*INSTRUCTIONS TO FOLLOW*.
Extract every line of the listing below that contains the word "flying", and copy each one. Case matters.

*PROVIDED DATA*.
※
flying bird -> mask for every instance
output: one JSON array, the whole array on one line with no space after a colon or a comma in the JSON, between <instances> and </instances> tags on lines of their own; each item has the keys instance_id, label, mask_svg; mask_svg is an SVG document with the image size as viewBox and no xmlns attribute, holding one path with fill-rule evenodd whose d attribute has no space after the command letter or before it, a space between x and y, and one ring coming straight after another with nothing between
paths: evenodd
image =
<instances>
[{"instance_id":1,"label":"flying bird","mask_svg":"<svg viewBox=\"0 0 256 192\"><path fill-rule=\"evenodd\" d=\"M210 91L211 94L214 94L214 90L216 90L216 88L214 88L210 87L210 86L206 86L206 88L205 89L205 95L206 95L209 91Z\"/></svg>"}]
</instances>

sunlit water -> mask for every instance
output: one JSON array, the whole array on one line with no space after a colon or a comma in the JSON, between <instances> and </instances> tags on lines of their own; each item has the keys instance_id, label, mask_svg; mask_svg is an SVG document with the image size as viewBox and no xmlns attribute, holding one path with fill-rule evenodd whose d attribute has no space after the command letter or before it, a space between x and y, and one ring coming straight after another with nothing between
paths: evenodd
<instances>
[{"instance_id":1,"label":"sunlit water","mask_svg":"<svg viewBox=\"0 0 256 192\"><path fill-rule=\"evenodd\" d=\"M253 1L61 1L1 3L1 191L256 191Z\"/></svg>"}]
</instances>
※
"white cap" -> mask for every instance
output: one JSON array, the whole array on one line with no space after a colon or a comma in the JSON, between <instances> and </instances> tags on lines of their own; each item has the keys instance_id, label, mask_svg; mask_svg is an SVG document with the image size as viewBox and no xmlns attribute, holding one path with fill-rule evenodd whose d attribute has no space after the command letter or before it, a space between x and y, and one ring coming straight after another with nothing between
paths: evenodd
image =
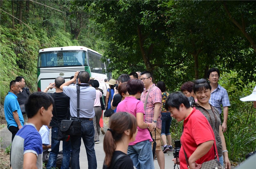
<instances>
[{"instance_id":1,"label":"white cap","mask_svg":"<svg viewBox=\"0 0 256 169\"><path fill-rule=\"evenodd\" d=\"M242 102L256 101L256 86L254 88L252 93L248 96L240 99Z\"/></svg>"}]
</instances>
※
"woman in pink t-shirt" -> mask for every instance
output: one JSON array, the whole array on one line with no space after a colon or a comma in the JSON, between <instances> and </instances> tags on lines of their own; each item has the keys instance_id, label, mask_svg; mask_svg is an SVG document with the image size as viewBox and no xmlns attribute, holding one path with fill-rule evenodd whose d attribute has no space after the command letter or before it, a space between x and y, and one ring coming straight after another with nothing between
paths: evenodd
※
*ANSWER BELOW*.
flying bird -> mask for every instance
[{"instance_id":1,"label":"flying bird","mask_svg":"<svg viewBox=\"0 0 256 192\"><path fill-rule=\"evenodd\" d=\"M210 91L211 94L214 94L214 90L216 90L216 88L214 88L210 87L210 86L206 86L206 88L205 89L205 95L206 95L209 91Z\"/></svg>"}]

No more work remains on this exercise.